2. El héroe como demonio

Las historias de asesinos en serie se enmarcan en la tradición de las narrativas que tienen como protagonista a un demonio, un ser que en sus acciones contrasta de manera subversiva con las prácticas sociales, mentales e ideológicas de su tiempo. El demonio se construye en el imaginario colectivo sobre la base de consideraciones negativas, herencia de las leyendas tribales y del sobredimensionamiento que le otorgó el cristianismo, pero desde la Ilustración su figura se ha actualizado permanentemente para dar cuenta de los miedos que nos poseen. Específicamente, a partir del romanticismo, el demonio evoluciona hasta ser abrazado como protagonista, pues no solo es depositario de las turbaciones colectivas, sino que también permite exorcizar, de manera vicaria a través de la ficción, los miedos del entorno inmediato.

El demonio es calificado de común como un “monstruo”, palabra particularmente reveladora por cuanto su origen derivado del latín mostrare, significa mostrar, revelar. El monstruo evidencia no sólo los temores de un momento histórico, sino también las represiones de ese tiempo. Para Edward Ingebretsen, los monstruos son agentes del statu quo, pues contribuyen a cierta pedagogía por la cual los individuos aprenden lo normal y lo anormal, lo permitido y lo prohibido, el bien y el mal, lo correcto y lo incorrecto. Para Ingebretsen, cada discurso (político, religioso, etc) crea monstruos particulares cuya apariencia y acción se difunden de manera virulenta como la propaganda y acaban justificando la aplicación de mecanismos de defensa del statu quo, así como la legitimación de las jerarquías y preceptos que rigen el orden social (Ingebretsen:1998).

***

Instrucciones de trabajo>
1. Copie del texto sobre el héroe como demonio el pasaje que va desde "2. El héroe" hasta "del entorno inmediato.", ambos incluidos.
2. Enumere los pares de opuestos que, según Ingebretsen en el texto sobre el héroe como demonio, los individuos aprenden mediante la pedagogía de los monstruos.
Las filas son un material aparte, independiente del texto sobre el héroe como demonio.

***

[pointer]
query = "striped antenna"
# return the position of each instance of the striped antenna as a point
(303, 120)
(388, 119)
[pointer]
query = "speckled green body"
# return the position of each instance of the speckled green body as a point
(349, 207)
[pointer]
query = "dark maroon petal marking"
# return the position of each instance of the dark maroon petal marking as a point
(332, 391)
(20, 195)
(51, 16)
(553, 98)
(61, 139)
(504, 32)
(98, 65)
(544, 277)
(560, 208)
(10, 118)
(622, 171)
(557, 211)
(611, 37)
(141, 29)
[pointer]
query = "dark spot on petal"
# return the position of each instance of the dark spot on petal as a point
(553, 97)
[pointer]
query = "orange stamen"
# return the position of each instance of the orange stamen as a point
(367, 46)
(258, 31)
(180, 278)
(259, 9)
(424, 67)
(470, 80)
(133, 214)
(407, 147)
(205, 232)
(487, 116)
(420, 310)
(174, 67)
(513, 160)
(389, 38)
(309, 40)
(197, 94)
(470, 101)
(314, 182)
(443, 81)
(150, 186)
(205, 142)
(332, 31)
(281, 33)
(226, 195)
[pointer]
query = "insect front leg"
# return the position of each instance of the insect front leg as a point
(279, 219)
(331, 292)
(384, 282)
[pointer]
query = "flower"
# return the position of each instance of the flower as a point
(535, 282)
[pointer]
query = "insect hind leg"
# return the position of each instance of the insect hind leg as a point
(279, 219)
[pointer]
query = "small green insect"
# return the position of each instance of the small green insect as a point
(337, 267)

***

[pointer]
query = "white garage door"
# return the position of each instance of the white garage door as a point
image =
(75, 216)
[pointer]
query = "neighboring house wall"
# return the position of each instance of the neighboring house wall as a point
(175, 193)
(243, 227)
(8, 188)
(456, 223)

***

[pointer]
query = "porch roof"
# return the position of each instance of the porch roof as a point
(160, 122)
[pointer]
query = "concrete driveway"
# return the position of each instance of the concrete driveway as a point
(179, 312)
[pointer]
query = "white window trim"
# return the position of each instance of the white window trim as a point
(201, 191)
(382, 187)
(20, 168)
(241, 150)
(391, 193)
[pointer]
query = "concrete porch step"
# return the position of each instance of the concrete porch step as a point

***

Resultados del ejercicio>
1.
2. El héroe como demonio

Las historias de asesinos en serie se enmarcan en la tradición de las narrativas que tienen como protagonista a un demonio, un ser que en sus acciones contrasta de manera subversiva con las prácticas sociales, mentales e ideológicas de su tiempo. El demonio se construye en el imaginario colectivo sobre la base de consideraciones negativas, herencia de las leyendas tribales y del sobredimensionamiento que le otorgó el cristianismo, pero desde la Ilustración su figura se ha actualizado permanentemente para dar cuenta de los miedos que nos poseen. Específicamente, a partir del romanticismo, el demonio evoluciona hasta ser abrazado como protagonista, pues no solo es depositario de las turbaciones colectivas, sino que también permite exorcizar, de manera vicaria a través de la ficción, los miedos del entorno inmediato.

2.
- lo normal y lo anormal
- lo permitido y lo prohibido
- el bien y el mal
- lo correcto y lo incorrecto